__Work instructions__
Count the lines in the items below that contain the string "jacket", treating uppercase and lowercase as different, and give only the number.
--
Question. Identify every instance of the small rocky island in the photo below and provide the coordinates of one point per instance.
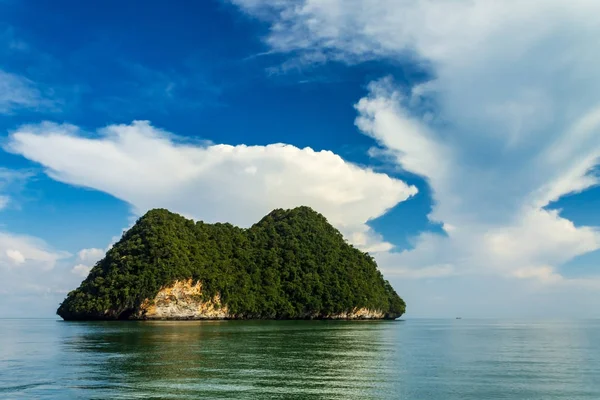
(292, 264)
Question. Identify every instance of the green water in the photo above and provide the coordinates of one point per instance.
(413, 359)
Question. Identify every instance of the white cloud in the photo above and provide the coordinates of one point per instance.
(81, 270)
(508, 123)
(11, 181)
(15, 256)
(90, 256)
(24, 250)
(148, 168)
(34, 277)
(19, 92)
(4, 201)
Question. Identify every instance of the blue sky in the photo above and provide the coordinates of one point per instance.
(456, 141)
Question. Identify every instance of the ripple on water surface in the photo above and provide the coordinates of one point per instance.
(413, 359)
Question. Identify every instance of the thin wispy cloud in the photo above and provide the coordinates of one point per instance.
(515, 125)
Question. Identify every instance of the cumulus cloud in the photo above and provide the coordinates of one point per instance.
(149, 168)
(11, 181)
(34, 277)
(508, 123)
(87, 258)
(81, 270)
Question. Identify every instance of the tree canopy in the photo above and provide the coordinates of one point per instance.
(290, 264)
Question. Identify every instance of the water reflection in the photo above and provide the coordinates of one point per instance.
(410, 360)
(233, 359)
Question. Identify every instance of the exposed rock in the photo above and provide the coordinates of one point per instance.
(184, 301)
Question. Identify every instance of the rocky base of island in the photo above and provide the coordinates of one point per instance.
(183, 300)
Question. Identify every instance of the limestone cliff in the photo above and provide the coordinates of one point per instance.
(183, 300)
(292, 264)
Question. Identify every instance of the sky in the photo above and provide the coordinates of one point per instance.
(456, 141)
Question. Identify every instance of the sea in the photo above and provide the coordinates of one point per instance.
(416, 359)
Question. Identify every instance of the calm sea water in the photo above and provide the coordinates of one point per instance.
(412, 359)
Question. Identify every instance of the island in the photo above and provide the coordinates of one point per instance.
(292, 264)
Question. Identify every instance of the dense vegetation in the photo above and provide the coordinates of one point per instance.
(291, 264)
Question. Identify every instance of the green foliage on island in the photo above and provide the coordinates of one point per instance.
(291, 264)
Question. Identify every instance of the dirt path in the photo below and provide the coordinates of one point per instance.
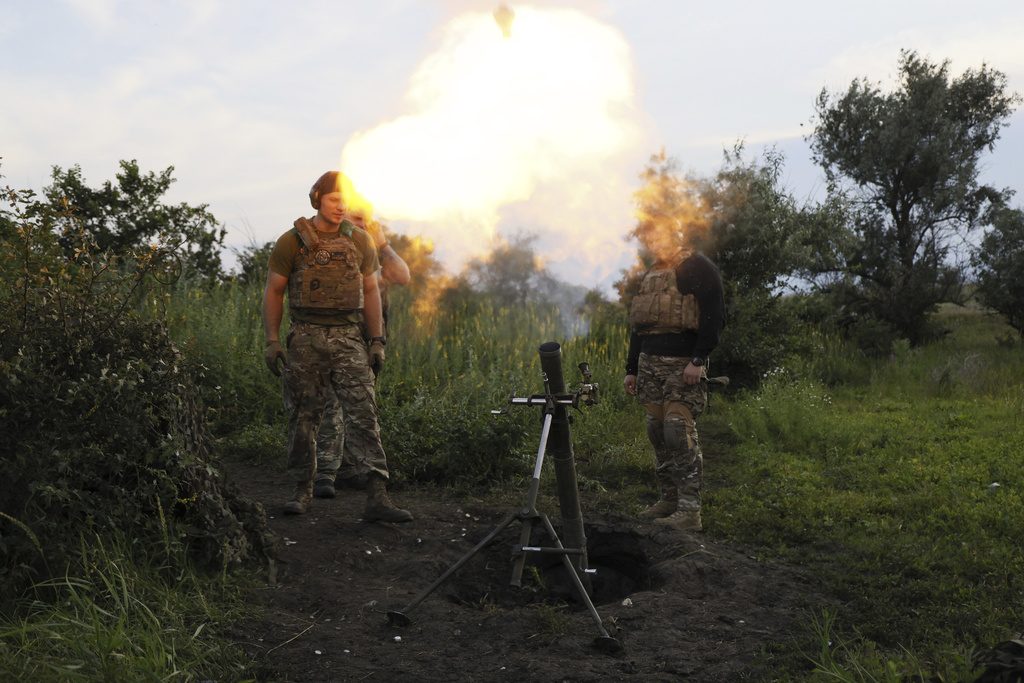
--
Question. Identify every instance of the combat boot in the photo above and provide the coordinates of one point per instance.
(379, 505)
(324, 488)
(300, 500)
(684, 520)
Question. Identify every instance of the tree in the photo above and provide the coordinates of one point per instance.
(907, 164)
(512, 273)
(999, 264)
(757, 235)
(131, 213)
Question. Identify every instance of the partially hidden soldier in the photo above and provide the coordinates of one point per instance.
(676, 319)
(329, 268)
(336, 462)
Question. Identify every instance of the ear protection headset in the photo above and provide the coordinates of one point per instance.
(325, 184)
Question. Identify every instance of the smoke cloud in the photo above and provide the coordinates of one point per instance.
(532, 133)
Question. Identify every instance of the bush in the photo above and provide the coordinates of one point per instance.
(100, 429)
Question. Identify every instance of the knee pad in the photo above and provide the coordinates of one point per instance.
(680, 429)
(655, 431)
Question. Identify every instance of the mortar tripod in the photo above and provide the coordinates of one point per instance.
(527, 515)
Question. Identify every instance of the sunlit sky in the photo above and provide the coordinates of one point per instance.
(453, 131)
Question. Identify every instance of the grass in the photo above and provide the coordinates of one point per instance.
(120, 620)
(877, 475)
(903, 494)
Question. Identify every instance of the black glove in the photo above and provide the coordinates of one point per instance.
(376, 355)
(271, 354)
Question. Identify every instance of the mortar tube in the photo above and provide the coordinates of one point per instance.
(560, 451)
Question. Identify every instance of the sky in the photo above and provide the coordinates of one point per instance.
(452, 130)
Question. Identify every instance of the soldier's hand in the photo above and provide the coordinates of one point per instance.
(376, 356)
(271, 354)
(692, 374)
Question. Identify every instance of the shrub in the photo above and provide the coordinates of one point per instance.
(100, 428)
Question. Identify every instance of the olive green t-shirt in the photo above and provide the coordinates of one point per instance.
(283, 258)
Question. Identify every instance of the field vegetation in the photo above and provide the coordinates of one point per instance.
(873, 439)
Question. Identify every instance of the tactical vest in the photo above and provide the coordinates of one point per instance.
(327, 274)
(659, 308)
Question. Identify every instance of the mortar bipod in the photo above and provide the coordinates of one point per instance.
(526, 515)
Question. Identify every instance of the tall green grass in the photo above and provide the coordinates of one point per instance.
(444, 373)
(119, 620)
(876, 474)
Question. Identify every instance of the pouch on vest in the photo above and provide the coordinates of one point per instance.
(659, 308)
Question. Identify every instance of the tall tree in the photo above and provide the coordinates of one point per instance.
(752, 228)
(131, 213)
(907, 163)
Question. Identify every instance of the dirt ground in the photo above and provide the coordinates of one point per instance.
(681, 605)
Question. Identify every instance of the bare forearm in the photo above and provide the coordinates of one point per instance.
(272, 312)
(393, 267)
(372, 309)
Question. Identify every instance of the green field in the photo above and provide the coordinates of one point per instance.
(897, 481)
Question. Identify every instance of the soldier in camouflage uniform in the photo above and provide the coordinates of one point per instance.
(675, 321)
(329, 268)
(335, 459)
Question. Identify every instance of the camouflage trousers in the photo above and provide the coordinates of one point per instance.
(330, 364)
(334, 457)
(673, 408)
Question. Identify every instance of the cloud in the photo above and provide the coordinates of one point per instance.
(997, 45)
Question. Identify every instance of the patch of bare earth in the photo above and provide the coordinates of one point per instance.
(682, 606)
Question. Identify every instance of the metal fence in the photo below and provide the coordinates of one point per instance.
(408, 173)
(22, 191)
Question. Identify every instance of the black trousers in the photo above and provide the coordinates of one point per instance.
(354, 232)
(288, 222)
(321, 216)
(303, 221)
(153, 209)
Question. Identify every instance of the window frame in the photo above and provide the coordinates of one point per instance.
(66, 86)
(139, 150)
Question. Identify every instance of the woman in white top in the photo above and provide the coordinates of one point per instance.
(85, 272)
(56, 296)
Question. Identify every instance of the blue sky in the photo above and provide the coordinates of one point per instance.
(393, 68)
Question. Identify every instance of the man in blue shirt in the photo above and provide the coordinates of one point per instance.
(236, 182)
--
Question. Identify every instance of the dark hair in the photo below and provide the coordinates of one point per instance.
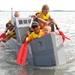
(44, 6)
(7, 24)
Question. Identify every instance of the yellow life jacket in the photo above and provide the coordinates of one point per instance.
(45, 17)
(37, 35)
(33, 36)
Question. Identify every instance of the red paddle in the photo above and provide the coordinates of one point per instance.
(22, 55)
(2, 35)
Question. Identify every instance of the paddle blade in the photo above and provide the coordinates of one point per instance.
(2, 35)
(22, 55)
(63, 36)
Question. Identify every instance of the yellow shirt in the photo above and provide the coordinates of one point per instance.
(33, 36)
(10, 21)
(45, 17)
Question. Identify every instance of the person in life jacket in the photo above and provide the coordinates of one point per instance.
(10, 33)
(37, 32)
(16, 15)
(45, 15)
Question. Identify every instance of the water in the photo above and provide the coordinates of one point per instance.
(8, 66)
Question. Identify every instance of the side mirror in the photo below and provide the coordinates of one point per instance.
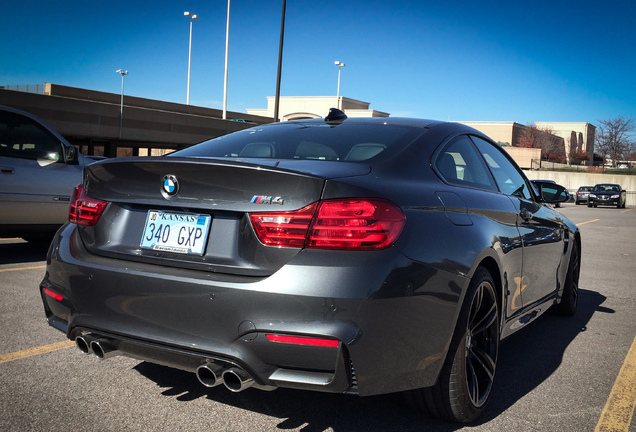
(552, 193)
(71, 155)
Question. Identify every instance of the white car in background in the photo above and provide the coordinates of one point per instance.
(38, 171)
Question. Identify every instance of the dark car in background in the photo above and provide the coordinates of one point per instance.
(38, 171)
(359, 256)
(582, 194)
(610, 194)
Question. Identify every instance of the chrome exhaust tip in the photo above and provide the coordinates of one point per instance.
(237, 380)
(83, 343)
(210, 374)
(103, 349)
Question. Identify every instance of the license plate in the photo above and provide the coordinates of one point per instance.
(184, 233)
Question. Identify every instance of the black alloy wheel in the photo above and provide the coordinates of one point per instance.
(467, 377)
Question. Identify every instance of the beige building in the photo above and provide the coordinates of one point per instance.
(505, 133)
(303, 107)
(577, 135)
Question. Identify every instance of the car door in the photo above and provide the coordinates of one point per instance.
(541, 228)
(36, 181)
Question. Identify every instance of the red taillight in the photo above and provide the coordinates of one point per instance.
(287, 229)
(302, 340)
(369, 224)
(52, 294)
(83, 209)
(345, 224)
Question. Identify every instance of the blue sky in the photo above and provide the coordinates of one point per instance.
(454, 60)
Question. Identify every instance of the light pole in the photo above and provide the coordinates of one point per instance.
--
__Result below__
2